What you are asked to do =
Rewrite every line of the entries, starting at the line containing "Every instance of the shirt" and ending at the end of the entries. Add 97 to each number in the answer coordinates and keep every other line the same.

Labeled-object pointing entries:
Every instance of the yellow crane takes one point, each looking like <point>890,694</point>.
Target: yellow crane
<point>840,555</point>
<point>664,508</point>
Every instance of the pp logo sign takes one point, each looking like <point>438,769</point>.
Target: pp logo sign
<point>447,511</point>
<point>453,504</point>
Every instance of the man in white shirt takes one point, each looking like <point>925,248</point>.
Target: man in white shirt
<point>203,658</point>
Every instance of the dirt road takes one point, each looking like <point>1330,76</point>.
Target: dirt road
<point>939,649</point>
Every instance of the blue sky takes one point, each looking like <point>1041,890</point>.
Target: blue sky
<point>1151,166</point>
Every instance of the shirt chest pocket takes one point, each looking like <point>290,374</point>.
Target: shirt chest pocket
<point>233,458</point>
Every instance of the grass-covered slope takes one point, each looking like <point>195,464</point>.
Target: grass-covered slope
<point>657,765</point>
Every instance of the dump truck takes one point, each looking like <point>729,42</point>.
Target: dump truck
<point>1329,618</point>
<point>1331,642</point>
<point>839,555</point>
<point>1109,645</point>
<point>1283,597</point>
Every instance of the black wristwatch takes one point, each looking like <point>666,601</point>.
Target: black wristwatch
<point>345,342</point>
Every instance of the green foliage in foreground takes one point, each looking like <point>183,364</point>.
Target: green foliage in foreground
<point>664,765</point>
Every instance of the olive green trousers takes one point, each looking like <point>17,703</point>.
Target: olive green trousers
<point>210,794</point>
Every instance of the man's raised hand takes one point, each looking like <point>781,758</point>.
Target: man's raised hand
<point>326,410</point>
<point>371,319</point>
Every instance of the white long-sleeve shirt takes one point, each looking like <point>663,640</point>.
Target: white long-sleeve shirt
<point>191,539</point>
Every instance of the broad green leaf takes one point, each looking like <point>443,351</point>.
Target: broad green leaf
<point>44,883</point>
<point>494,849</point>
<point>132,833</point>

Answer to this exercise =
Every instance of the shirt chest pocket takes one point, each looking like <point>290,374</point>.
Target: shirt chest pocket
<point>330,555</point>
Every instance of the grass-covered slope takes one point, each looking like <point>195,464</point>.
Target: grass-covered slope
<point>754,862</point>
Every instance of the dump truck takes one point, each looking like <point>729,42</point>.
Target: dump truck
<point>1426,715</point>
<point>1428,739</point>
<point>936,652</point>
<point>1206,742</point>
<point>1380,694</point>
Every instance of the black wristwatch takes one point, each looking like <point>666,601</point>.
Target: black wristwatch
<point>442,439</point>
Every instance of the green foliage in foreground takes one point, each looking like <point>183,364</point>.
Target: green foliage in foreground
<point>761,862</point>
Every instance of the olive green trousers takes one point, each looking like <point>17,703</point>.
Target: olive green trousers
<point>307,891</point>
Every instance of the man's raised hand takes one point, each looking like <point>781,758</point>.
Target: man's raised hand
<point>423,507</point>
<point>468,416</point>
Every instance of the white long-sleeve shirt takes one point, each looking like <point>663,640</point>.
Target: white long-sleeve shirt
<point>288,636</point>
Every instance of the broad green leaf takes one point, each looking like <point>443,351</point>.
Target: broad green leaf
<point>141,980</point>
<point>591,946</point>
<point>229,930</point>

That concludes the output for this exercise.